■ EXERCISE GOAL
Rewrite the lines starting at the line that contains "Category: potted plant" and ending at the last line of the collection entries as a JSON list of strings, one string per line, with blank lines left out.

Collection entries:
=====

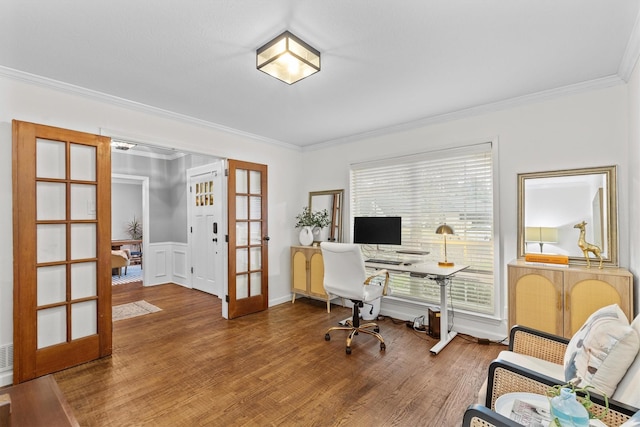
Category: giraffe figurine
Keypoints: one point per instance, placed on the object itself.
(587, 247)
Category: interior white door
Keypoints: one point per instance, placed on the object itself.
(206, 228)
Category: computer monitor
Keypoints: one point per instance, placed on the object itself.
(377, 230)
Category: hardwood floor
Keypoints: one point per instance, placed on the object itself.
(186, 366)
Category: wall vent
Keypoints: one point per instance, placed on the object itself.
(6, 357)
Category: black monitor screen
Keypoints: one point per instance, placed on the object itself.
(377, 230)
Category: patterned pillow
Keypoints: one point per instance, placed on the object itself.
(600, 353)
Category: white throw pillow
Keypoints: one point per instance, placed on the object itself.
(600, 353)
(628, 391)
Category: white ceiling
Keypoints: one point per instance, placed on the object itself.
(385, 63)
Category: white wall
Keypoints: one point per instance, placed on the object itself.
(634, 180)
(579, 130)
(35, 103)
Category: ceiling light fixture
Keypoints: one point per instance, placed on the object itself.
(121, 145)
(288, 58)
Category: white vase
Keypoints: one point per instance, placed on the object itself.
(316, 234)
(306, 236)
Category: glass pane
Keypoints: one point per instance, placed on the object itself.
(52, 284)
(83, 241)
(50, 159)
(256, 284)
(51, 242)
(242, 287)
(84, 319)
(242, 260)
(256, 258)
(83, 280)
(83, 162)
(255, 208)
(52, 326)
(256, 232)
(241, 181)
(242, 233)
(51, 201)
(83, 201)
(255, 186)
(241, 207)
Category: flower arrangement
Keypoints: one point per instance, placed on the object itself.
(134, 229)
(307, 218)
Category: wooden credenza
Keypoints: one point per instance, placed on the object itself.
(559, 300)
(307, 273)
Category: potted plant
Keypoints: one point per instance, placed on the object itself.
(134, 229)
(311, 223)
(562, 396)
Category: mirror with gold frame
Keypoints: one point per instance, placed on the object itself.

=====

■ TASK SOLUTION
[
  "Category: potted plant",
  "Keypoints: one point per instance, placed on the object itself.",
  "(134, 229)",
  "(311, 223)",
  "(562, 396)",
  "Category: mirror with gold frame",
  "Keypoints: one point per instance, placed on the object itself."
]